**Exercise directions**: Turn every line of the records below into a numbered list, omitting any blank lines.

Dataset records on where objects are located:
(begin)

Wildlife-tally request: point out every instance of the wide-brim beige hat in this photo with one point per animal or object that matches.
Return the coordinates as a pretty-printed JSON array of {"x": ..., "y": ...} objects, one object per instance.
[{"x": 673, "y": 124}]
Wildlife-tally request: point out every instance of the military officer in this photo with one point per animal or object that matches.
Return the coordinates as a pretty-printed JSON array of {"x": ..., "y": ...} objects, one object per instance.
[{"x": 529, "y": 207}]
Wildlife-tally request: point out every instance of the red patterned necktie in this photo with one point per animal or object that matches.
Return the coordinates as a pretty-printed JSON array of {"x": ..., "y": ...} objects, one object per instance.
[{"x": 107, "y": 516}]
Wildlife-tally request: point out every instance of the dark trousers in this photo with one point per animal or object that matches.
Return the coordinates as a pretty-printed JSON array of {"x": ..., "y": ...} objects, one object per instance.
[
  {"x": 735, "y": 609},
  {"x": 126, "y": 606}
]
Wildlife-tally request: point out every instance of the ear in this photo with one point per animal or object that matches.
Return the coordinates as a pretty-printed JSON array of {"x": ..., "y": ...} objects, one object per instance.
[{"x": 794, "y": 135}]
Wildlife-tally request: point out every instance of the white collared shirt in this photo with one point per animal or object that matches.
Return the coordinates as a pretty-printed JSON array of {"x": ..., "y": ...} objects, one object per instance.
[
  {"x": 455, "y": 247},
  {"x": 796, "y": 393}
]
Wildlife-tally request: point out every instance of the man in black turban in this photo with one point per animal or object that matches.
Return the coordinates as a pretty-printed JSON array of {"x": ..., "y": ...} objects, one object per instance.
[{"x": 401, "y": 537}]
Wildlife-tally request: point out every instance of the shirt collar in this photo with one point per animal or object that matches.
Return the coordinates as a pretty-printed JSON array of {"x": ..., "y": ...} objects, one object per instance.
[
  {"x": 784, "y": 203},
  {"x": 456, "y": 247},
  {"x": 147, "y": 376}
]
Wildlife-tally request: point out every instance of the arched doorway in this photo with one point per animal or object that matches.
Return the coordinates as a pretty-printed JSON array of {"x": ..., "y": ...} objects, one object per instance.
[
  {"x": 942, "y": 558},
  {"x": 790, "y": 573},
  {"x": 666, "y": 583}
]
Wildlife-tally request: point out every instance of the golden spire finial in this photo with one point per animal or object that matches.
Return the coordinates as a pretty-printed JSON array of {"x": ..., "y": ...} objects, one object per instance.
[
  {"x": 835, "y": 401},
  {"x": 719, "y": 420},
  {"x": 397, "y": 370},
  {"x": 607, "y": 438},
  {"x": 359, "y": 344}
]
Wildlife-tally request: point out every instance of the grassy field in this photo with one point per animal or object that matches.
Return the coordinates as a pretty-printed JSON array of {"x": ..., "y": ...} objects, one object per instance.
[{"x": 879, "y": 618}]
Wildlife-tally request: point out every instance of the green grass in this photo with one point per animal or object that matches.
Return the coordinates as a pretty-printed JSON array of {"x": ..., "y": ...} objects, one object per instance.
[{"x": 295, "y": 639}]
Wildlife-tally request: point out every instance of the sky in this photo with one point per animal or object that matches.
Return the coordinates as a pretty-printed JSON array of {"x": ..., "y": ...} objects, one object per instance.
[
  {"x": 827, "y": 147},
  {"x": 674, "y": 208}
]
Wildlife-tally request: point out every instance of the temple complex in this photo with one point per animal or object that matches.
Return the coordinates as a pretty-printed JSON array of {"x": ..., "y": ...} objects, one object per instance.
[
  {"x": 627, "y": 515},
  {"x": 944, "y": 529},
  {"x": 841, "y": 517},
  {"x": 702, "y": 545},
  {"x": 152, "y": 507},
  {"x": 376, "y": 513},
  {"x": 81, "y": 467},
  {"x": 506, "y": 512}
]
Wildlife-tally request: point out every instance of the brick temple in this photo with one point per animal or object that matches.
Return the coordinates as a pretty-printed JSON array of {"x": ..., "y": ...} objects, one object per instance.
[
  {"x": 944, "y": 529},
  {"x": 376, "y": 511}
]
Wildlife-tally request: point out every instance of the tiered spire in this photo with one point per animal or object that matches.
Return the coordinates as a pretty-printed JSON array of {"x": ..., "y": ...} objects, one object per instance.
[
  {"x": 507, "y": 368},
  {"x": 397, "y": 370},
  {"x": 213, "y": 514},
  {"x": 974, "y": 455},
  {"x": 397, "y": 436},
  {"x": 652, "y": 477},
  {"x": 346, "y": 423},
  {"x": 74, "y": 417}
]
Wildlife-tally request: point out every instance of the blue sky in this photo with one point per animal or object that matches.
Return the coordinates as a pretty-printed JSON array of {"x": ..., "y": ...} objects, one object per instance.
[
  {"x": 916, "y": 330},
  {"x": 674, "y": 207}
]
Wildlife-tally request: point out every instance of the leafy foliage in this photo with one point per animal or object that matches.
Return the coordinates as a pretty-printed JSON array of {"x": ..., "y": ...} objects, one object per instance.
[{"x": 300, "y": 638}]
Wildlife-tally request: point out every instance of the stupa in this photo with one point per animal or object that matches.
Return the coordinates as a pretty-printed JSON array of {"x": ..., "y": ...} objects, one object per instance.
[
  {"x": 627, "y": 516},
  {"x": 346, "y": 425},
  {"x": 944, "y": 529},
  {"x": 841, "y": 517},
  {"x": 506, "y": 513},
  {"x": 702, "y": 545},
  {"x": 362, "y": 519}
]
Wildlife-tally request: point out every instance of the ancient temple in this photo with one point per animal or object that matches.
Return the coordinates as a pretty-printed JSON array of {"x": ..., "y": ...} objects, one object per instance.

(end)

**Solved problem**:
1. Wildlife-tally request: point out every instance of the wide-brim beige hat in this photo with one point per animal or object that matches.
2. Return the coordinates as a pretty-printed JSON array of {"x": ..., "y": ...} objects, one object per instance.
3. [{"x": 673, "y": 124}]
4. Wildlife-tally request: point out every instance of the military officer in this photo with one point per animal or object that matches.
5. Return the coordinates as a pretty-printed JSON array of {"x": ..., "y": ...} objects, one object per instance.
6. [{"x": 529, "y": 207}]
7. Wildlife-tally request: point out every instance of the red patterned necktie in this photo with one point per animal or object that matches.
8. Return the coordinates as a pretty-printed JSON array of {"x": ..., "y": ...} objects, one object per instance.
9. [{"x": 107, "y": 516}]
10. Wildlife-tally request: point out every instance of the dark trousers in this photo with one point per animal or object that matches.
11. Return the coordinates as a pretty-printed JSON array of {"x": ..., "y": ...} objects, one object per instance.
12. [
13.   {"x": 735, "y": 609},
14.   {"x": 126, "y": 606}
15. ]
16. Wildlife-tally request: point out every instance of the ear in this photo with one point per animal or object that matches.
17. Return the coordinates as a pretty-printed JSON array of {"x": ..., "y": ...} objects, one object per instance.
18. [{"x": 794, "y": 135}]
19. Wildlife-tally request: point out every instance of the white collared shirt in this photo with one point per animal or object that matches.
20. Return the coordinates as a pretty-printed JSON array of {"x": ..., "y": ...} objects, one object per instance.
21. [
22.   {"x": 455, "y": 247},
23.   {"x": 796, "y": 393}
24. ]
25. Wildlife-tally request: point out every instance of the man in black turban in this photo with one point per animal or object that matches.
26. Return the coordinates as a pretty-printed JSON array of {"x": ..., "y": ...} objects, one object per instance.
27. [{"x": 401, "y": 537}]
28. Wildlife-tally request: point out every instance of the shirt collar in this photo with one point per animal or object that matches.
29. Return the coordinates as a pretty-printed JSON array of {"x": ..., "y": ...} objects, one object per instance.
30. [
31.   {"x": 784, "y": 203},
32.   {"x": 456, "y": 247},
33.   {"x": 147, "y": 376}
34. ]
35. Wildlife-tally request: point out every instance of the arched doorway in this photo with one point per animal or object that matches.
36. Return the coordinates as a pretty-printed JSON array of {"x": ..., "y": ...} objects, one object per instance.
37. [
38.   {"x": 942, "y": 558},
39.   {"x": 790, "y": 573},
40.   {"x": 666, "y": 583}
41. ]
42. Wildlife-tally request: point out every instance of the golden spire finial in this photo with one point per animal or object that matches.
43. Return the coordinates as a pretty-printed JSON array of {"x": ..., "y": ...} objects, one object per instance.
44. [
45.   {"x": 835, "y": 401},
46.   {"x": 719, "y": 420},
47.   {"x": 397, "y": 370},
48.   {"x": 607, "y": 438},
49.   {"x": 359, "y": 344}
50. ]
51. Wildlife-tally request: point out every instance of the grassy field in this photo with one point per animal or object that matches.
52. Return the coordinates as a pretty-printed JSON array of {"x": ..., "y": ...} objects, one object per instance.
53. [{"x": 879, "y": 618}]
54. Wildlife-tally request: point out every instance of the green grass in this photo with one point per animal or object that matches.
55. Return the coordinates as a pretty-printed JSON array of {"x": ..., "y": ...} objects, one object per instance.
56. [{"x": 295, "y": 639}]
57. Wildlife-tally request: point out every instance of the sky in this photo with one point per animal or object that matches.
58. Return the coordinates as a pretty-printed JSON array of {"x": ..., "y": ...} objects, one object per instance.
59. [
60.   {"x": 827, "y": 147},
61.   {"x": 674, "y": 208}
62. ]
63. Wildlife-tally request: point out every instance of the temple complex in this photo with one point per animal or object that matches.
64. Return the coordinates as a pretty-printed JSON array of {"x": ..., "y": ...} objects, one object per instance.
65. [
66.   {"x": 627, "y": 515},
67.   {"x": 944, "y": 529},
68.   {"x": 841, "y": 517},
69.   {"x": 702, "y": 545},
70.   {"x": 152, "y": 507},
71.   {"x": 376, "y": 513},
72.   {"x": 81, "y": 467},
73.   {"x": 506, "y": 512}
74. ]
75. Wildlife-tally request: point out every instance of the brick temple in this photo with one point per animal or object that matches.
76. Return the coordinates as a pretty-printed JSON array of {"x": ..., "y": ...} objects, one object per instance.
77. [
78.   {"x": 944, "y": 529},
79.   {"x": 376, "y": 511}
80. ]
81. Wildlife-tally request: point out every instance of the tiered spire in this photo with one point per animal or object that matches.
82. Return the coordinates as a pretty-printed JSON array of {"x": ..., "y": ...} objects, one object per instance.
83. [
84.   {"x": 507, "y": 368},
85.   {"x": 397, "y": 370},
86.   {"x": 213, "y": 514},
87.   {"x": 974, "y": 455},
88.   {"x": 397, "y": 436},
89.   {"x": 652, "y": 477},
90.   {"x": 346, "y": 423},
91.   {"x": 74, "y": 417}
92. ]
93. Wildlife-tally request: point out every instance of the blue sky in this photo with one point per animal or object that matches.
94. Return the coordinates as a pretty-printed JSON array of {"x": ..., "y": ...} objects, one object per instance.
95. [
96.   {"x": 916, "y": 330},
97.   {"x": 674, "y": 207}
98. ]
99. Wildlife-tally request: point out every instance of the leafy foliage in this photo with one point per animal or object that matches.
100. Return the coordinates as a pretty-printed JSON array of {"x": ..., "y": ...} objects, one object per instance.
101. [{"x": 300, "y": 638}]
102. Wildlife-tally request: point out every instance of the stupa in this photo with one point per animal or object that matches.
103. Return the coordinates as a pretty-printed JSON array of {"x": ..., "y": ...} objects, one object per instance.
104. [
105.   {"x": 627, "y": 516},
106.   {"x": 346, "y": 425},
107.   {"x": 944, "y": 529},
108.   {"x": 841, "y": 517},
109.   {"x": 506, "y": 513},
110.   {"x": 702, "y": 545},
111.   {"x": 362, "y": 519}
112. ]
113. Wildlife-tally request: point out every instance of the ancient temple in this photo with one point per animal or object that matches.
114. Return the coordinates as a pretty-printed JSON array of {"x": ..., "y": ...} objects, one object per instance.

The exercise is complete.